### PROBLEM DETAILS
Copy all of the material below word for word, leaving out the picture.

### LISTED ENTRIES

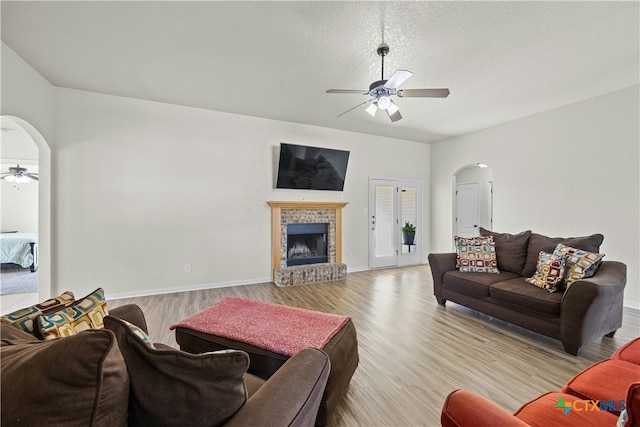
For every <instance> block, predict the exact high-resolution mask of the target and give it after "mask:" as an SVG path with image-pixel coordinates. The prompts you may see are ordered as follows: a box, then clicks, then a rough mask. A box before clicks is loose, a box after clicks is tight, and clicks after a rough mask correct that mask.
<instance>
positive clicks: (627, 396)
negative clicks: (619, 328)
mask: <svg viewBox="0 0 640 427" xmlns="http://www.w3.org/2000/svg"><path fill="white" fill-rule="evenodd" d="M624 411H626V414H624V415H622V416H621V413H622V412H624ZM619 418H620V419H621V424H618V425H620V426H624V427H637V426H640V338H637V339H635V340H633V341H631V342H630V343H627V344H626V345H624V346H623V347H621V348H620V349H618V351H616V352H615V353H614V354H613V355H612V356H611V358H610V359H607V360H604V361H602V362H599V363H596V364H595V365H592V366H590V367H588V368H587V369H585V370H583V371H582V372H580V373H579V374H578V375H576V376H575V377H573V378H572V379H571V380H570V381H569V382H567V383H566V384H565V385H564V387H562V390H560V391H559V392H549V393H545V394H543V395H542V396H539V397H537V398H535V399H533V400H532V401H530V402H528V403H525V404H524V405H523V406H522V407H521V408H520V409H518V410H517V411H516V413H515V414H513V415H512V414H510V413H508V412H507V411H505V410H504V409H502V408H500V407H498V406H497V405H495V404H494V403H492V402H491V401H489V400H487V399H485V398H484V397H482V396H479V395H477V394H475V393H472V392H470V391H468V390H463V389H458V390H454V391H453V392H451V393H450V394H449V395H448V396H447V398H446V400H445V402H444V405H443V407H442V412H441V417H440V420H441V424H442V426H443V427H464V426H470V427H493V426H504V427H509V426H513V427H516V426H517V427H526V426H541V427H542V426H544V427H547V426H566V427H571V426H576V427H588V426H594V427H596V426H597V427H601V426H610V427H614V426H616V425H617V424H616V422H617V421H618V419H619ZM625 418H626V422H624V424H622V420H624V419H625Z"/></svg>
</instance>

### EXPECTED ANSWER
For every <instance> block, predict the exact high-resolution mask of the target and give it after "mask:" as an SVG path with image-pixel coordinates. The prompts you may see are ordered as follows: a box, then clicks, then a rough mask. A box before clicks is loose, a box after clicks is tight, and clicks after a rough mask correct that mask.
<instance>
positive clicks: (627, 396)
negative clicks: (619, 328)
mask: <svg viewBox="0 0 640 427" xmlns="http://www.w3.org/2000/svg"><path fill="white" fill-rule="evenodd" d="M624 411H626V414H624V415H622V416H621V413H622V412H624ZM619 418H620V419H621V424H618V425H620V426H624V427H637V426H640V338H637V339H635V340H633V341H631V342H630V343H627V344H626V345H624V346H623V347H621V348H620V349H618V351H616V352H615V353H614V354H613V355H612V356H611V358H610V359H607V360H604V361H602V362H599V363H596V364H595V365H592V366H590V367H588V368H587V369H585V370H583V371H582V372H580V373H579V374H578V375H576V376H575V377H573V378H572V379H571V380H570V381H569V382H567V383H566V384H565V385H564V387H562V390H560V391H559V392H549V393H545V394H543V395H542V396H539V397H537V398H535V399H533V400H532V401H530V402H528V403H525V404H524V405H523V406H522V407H521V408H520V409H518V410H517V411H516V413H515V414H513V415H512V414H510V413H508V412H507V411H505V410H504V409H502V408H500V407H498V406H497V405H495V404H494V403H492V402H491V401H489V400H487V399H485V398H484V397H482V396H479V395H477V394H475V393H472V392H470V391H468V390H463V389H458V390H454V391H453V392H451V393H450V394H449V395H448V396H447V398H446V400H445V402H444V405H443V407H442V412H441V417H440V420H441V424H442V426H443V427H464V426H470V427H493V426H504V427H509V426H513V427H516V426H517V427H526V426H541V427H542V426H544V427H547V426H566V427H571V426H576V427H588V426H594V427H596V426H597V427H601V426H610V427H614V426H616V425H617V424H616V422H617V421H618V419H619ZM625 418H626V422H624V424H622V420H624V419H625Z"/></svg>
</instance>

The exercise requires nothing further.